*Your objective*:
Reproduce word for word the stretch of the records from their first line through the line containing "A representative example", both ends included.

---*---

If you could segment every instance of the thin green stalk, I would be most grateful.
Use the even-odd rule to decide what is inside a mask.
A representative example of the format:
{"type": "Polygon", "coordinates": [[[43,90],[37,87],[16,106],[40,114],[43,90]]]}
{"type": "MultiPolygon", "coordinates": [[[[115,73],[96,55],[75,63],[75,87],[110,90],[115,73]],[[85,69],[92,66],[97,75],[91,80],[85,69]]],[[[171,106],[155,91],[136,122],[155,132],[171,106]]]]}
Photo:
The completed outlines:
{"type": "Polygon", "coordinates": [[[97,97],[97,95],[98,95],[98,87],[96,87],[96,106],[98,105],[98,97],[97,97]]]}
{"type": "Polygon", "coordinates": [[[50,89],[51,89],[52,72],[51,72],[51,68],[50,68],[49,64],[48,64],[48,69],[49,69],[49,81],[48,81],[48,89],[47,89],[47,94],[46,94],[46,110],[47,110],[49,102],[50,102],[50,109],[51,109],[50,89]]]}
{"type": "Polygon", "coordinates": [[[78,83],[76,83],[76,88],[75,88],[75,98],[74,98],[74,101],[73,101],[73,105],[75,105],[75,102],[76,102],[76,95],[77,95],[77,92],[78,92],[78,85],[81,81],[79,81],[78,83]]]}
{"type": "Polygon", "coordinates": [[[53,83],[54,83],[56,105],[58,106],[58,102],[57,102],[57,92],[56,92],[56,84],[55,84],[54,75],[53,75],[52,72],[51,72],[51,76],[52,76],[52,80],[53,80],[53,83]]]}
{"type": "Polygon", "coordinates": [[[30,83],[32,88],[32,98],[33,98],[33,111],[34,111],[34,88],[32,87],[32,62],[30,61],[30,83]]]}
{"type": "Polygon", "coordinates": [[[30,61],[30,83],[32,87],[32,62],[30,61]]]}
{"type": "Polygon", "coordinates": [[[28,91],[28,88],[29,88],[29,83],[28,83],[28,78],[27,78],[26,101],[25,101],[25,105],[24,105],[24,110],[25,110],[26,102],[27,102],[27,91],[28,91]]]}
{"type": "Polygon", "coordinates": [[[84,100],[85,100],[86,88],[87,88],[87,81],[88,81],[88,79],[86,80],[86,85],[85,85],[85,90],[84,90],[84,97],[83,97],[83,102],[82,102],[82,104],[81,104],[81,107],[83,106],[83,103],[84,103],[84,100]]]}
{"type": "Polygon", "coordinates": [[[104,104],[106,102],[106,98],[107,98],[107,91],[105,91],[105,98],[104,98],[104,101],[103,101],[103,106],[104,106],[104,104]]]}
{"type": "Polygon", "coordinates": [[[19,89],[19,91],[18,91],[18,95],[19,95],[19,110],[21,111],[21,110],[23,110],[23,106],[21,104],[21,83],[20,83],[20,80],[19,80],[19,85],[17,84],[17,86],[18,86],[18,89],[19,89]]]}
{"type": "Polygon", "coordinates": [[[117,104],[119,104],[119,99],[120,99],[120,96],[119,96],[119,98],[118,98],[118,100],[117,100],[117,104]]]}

---*---

*Exercise answer*:
If you could segment every instance of the thin green stalk, I would be most grateful.
Use the even-odd rule to decide what is inside a mask.
A representative example of the format:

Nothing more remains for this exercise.